→ **What you are asked to do**: Count the lines in the records below that contain the string "supply". Reply with the number only.
★ ★ ★ ★ ★
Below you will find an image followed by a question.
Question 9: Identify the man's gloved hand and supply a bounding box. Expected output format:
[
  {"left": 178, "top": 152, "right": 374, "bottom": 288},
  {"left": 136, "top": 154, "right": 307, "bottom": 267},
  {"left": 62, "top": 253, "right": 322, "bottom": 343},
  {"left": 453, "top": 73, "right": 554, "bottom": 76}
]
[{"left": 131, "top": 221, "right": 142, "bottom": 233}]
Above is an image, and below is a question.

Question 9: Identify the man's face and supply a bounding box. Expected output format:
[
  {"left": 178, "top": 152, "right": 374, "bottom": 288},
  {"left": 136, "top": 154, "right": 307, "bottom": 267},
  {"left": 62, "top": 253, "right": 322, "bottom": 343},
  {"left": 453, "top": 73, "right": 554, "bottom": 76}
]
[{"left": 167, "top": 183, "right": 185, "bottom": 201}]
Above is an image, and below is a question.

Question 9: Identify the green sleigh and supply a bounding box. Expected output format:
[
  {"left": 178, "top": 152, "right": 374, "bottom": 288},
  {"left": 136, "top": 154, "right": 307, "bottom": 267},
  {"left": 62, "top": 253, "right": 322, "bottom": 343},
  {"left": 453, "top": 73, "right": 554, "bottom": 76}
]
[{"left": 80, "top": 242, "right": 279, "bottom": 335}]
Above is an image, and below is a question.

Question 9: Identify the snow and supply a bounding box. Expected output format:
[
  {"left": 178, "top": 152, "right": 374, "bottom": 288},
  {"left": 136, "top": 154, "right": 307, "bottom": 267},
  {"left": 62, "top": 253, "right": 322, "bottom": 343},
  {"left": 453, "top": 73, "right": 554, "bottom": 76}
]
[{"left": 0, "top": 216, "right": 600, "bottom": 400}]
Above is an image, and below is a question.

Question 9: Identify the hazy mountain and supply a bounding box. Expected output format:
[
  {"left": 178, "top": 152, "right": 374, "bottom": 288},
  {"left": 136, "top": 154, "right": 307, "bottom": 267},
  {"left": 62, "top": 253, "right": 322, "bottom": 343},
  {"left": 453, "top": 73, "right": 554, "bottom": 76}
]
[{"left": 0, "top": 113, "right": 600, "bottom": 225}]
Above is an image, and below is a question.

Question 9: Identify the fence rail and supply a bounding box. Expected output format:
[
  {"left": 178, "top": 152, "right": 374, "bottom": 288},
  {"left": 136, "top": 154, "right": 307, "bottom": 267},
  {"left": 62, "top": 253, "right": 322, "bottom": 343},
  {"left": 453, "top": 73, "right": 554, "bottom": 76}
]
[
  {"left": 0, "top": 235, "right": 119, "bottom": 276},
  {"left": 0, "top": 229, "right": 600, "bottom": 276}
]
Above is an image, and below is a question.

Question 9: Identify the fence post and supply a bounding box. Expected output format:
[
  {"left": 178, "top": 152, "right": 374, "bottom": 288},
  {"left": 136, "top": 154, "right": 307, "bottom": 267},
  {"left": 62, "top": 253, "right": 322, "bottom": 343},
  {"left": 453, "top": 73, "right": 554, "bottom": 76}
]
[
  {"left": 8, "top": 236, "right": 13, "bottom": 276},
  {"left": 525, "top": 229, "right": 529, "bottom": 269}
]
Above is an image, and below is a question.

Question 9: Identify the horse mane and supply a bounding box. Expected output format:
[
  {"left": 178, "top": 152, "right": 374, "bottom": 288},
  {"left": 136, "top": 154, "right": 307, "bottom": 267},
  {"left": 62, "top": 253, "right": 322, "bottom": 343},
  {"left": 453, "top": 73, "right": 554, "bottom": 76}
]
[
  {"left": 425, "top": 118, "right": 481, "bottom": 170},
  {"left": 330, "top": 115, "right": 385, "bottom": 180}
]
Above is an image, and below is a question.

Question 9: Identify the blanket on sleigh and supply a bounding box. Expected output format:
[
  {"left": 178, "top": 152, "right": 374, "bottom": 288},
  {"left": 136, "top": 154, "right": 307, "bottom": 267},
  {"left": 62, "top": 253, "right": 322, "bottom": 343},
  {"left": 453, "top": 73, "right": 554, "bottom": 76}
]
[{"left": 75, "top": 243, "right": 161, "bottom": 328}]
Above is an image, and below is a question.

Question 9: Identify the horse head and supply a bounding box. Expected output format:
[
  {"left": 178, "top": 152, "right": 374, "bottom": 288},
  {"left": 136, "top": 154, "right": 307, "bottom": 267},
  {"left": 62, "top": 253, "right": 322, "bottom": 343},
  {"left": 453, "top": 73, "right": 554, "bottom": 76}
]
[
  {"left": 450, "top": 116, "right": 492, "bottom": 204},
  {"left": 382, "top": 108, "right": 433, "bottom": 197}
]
★ ★ ★ ★ ★
→ **Solution to the exercise**: 10